* **Task statement**
Please present the data below as a numbered list of its lines, skipping any blank lines and leaving out the pictures.

* **Extracted information**

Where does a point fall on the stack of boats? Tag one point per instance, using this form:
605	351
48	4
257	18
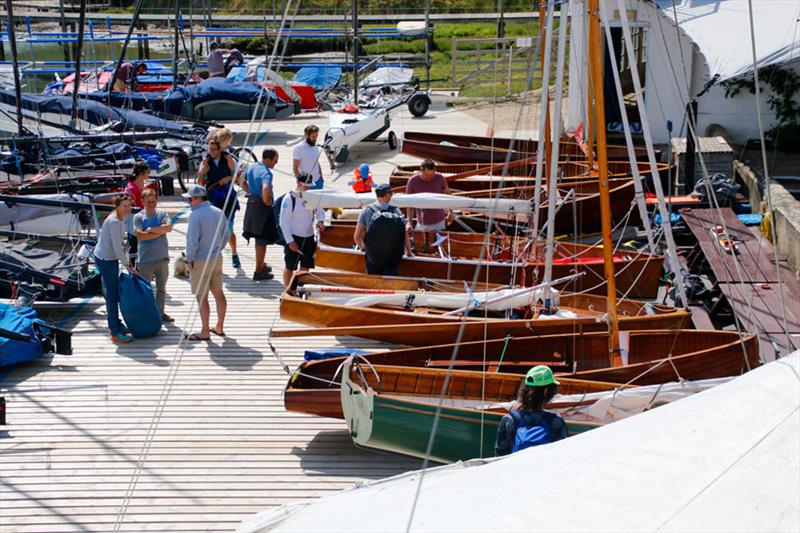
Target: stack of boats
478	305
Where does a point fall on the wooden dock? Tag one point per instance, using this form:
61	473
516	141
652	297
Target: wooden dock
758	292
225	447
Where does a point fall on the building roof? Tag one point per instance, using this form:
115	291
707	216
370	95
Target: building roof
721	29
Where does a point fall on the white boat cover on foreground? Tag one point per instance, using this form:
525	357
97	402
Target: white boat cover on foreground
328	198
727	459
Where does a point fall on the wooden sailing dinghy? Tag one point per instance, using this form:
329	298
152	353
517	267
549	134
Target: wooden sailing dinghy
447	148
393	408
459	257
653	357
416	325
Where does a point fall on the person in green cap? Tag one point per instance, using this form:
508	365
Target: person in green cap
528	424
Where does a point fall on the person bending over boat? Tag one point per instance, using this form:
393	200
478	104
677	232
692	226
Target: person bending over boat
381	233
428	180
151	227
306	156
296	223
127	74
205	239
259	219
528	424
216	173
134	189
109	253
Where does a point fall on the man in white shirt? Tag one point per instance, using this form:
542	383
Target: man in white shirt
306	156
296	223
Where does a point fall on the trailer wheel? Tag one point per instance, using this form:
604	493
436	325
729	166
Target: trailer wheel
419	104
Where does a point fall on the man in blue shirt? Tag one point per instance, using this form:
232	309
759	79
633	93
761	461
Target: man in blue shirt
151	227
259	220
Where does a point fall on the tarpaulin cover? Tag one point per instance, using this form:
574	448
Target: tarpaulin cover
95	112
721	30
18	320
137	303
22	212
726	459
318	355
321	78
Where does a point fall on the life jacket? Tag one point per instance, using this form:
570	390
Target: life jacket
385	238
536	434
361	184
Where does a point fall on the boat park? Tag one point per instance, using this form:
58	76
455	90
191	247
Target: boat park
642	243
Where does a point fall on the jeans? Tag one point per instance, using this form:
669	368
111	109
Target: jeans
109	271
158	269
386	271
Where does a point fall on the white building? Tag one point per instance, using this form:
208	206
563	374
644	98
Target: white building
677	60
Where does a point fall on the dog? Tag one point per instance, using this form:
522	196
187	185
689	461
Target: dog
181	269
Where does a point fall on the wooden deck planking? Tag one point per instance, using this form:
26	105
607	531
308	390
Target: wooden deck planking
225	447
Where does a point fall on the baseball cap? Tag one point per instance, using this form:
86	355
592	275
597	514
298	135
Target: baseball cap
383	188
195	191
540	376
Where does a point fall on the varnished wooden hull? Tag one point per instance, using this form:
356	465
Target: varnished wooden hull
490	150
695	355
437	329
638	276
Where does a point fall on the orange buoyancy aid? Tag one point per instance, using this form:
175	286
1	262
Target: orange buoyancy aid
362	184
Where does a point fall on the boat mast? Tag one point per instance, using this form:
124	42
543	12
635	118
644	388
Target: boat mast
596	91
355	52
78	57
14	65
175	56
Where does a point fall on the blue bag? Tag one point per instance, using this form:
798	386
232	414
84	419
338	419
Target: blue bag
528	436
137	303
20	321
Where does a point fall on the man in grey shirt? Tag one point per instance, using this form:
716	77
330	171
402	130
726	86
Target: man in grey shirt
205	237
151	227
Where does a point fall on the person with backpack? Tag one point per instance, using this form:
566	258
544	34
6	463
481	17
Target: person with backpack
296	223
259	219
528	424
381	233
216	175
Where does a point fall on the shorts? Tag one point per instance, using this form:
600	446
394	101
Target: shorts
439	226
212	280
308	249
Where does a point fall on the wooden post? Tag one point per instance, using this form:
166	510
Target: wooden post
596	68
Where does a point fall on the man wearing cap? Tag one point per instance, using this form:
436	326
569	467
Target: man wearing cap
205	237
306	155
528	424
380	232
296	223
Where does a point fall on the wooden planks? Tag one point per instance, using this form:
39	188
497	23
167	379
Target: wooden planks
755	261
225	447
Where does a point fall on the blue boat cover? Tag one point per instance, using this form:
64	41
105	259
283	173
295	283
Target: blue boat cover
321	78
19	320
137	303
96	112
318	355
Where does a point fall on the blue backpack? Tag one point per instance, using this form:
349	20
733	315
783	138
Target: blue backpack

* **The answer**
1. Where does a point fall on the stack of boats? Tag one point per instance, using this form:
2. 605	351
3. 48	4
4. 257	18
5. Target: stack of boats
6. 478	305
7. Where does a point fall on the wooden dock? Tag one point per instance, using this form:
8. 61	473
9. 516	141
10. 652	297
11. Target: wooden dock
12. 758	292
13. 225	447
14. Where does a point fall on the building roof? Tag one point per instance, using this form:
15. 115	291
16. 707	216
17. 370	95
18. Target: building roof
19. 721	29
20. Where does a point fall on the white boat cover on foreground? Tag one point per instance, using this form:
21. 525	357
22. 97	402
23. Target: white boat cover on foreground
24. 328	198
25. 727	459
26. Where does a point fall on the wooden sailing dinghy? Tag one point per instance, using this form:
27. 329	298
28. 152	353
29. 517	267
30. 549	134
31. Target: wooden sailing dinghy
32. 447	148
33. 393	408
34. 459	257
35. 653	357
36. 416	325
37. Where does a point fall on the person in green cap? Tag one point per instance, using this form:
38. 508	365
39. Target: person in green cap
40. 528	424
41. Where does a point fall on the person bending over boat? Tag one point per instance, using this form:
42. 393	200
43. 478	104
44. 677	232
45. 692	226
46. Target: person bending over boat
47. 381	233
48. 428	180
49. 151	227
50. 306	156
51. 296	223
52. 127	74
53. 205	239
54. 259	219
55. 528	424
56. 216	173
57. 134	189
58. 109	253
59. Where does a point fall on the man in white shirt? Tag one point per instance, using this form:
60. 542	383
61. Target: man in white shirt
62. 306	156
63. 296	223
64. Where does a point fall on the trailer wheel? Tag one point per instance, using this form:
65. 604	493
66. 436	325
67. 729	166
68. Target: trailer wheel
69. 419	104
70. Where does a point fall on the man in blue shirt? Tag one point per instance, using this form:
71. 232	309
72. 759	79
73. 633	93
74. 761	461
75. Target: man in blue shirt
76. 151	227
77. 259	220
78. Where does a point fall on the tarpaulin cover? Tag one point per instance, using this form:
79. 574	448
80. Target: tarpaulin cover
81. 95	112
82. 721	30
83. 18	320
84. 137	303
85. 22	212
86. 726	459
87. 318	355
88. 321	78
89. Where does a point fall on the life jacket? Tag one point per instance, using this form:
90. 570	390
91. Target: life jacket
92. 385	238
93. 536	434
94. 361	184
95. Where does a point fall on the boat park? Tag one point per instance, using this form:
96. 58	76
97. 455	90
98. 191	247
99. Target: boat park
100. 642	243
101. Where does a point fall on the jeans? Tag one point per instance, using this form:
102. 669	368
103. 111	109
104. Target: jeans
105. 109	271
106. 158	269
107. 386	271
108. Where does a point fall on the white building? Tag one point per instance, using this form:
109. 208	206
110. 563	374
111. 644	98
112. Target: white building
113. 677	60
114. Where does a point fall on the dog? Tag one point per instance, using this form:
115. 522	196
116. 187	185
117. 689	461
118. Target: dog
119. 181	269
120. Where does a point fall on the wooden deck planking? Tag one point per instance, using this form:
121. 26	105
122. 607	531
123. 308	390
124. Target: wooden deck planking
125. 225	447
126. Where does a point fall on the baseball cap? Tag one point per instance, using this form:
127. 86	355
128. 592	275
129. 597	514
130. 298	135
131. Target: baseball cap
132. 383	188
133. 195	191
134. 540	376
135. Where does a point fall on the varnished wooden hull? Tag one point per instance, using this form:
136. 356	465
137. Target: varnished wooden hull
138. 490	150
139. 695	355
140. 437	329
141. 638	276
142. Where does a point fall on the orange buoyancy aid? Tag one point per instance, using this form:
143. 175	286
144. 1	262
145. Target: orange buoyancy aid
146. 362	184
147. Where does a point fall on the boat mast? Tag one point per instance, using this form:
148. 124	42
149. 543	12
150. 635	118
151. 644	388
152. Target: boat mast
153. 596	91
154. 355	52
155. 78	57
156. 14	65
157. 175	56
158. Where does a point fall on the blue bag? Tag one point per instance, using this form:
159. 798	386
160. 232	414
161. 84	419
162. 338	419
163. Target: blue bag
164. 528	436
165. 137	303
166. 20	321
167. Where does a point fall on the man in grey shirt? Tag one point per instance, using this form:
168. 716	77
169. 330	171
170. 402	130
171. 726	86
172. Target: man in grey shirt
173. 205	237
174. 151	227
175. Where does a point fall on the person with backpack? Tag one point per instance, using this form:
176. 566	258
177. 544	34
178. 6	463
179. 481	17
180. Target: person with backpack
181. 296	223
182. 259	219
183. 528	424
184. 381	233
185. 216	175
186. Where does a point fall on the shorts? Tag one point per instance, using this form:
187. 600	446
188. 394	101
189. Target: shorts
190. 439	226
191. 212	280
192. 308	249
193. Where does a point fall on the wooden post? Tag one point per instance, using this form:
194. 166	510
195. Target: wooden post
196. 596	68
197. Where does a point fall on the man wearing cap? Tag one point per instance, using this form:
198. 436	326
199. 569	467
200. Target: man wearing cap
201. 205	237
202. 306	155
203. 528	424
204. 380	232
205. 296	223
206. Where does a point fall on the wooden planks? Tag one point per instance, using this form:
207. 39	188
208. 497	23
209. 167	379
210. Target: wooden planks
211. 755	261
212. 225	447
213. Where does a point fall on the blue boat cover? Tag one point per instance, using this form:
214. 64	41
215. 105	259
216. 283	173
217. 295	283
218. Target: blue boat cover
219. 321	78
220. 19	320
221. 137	303
222. 96	112
223. 318	355
224. Where does a point fall on the blue backpack? Tag one point per instance, using this form:
225. 349	20
226. 733	315
227. 783	138
228. Target: blue backpack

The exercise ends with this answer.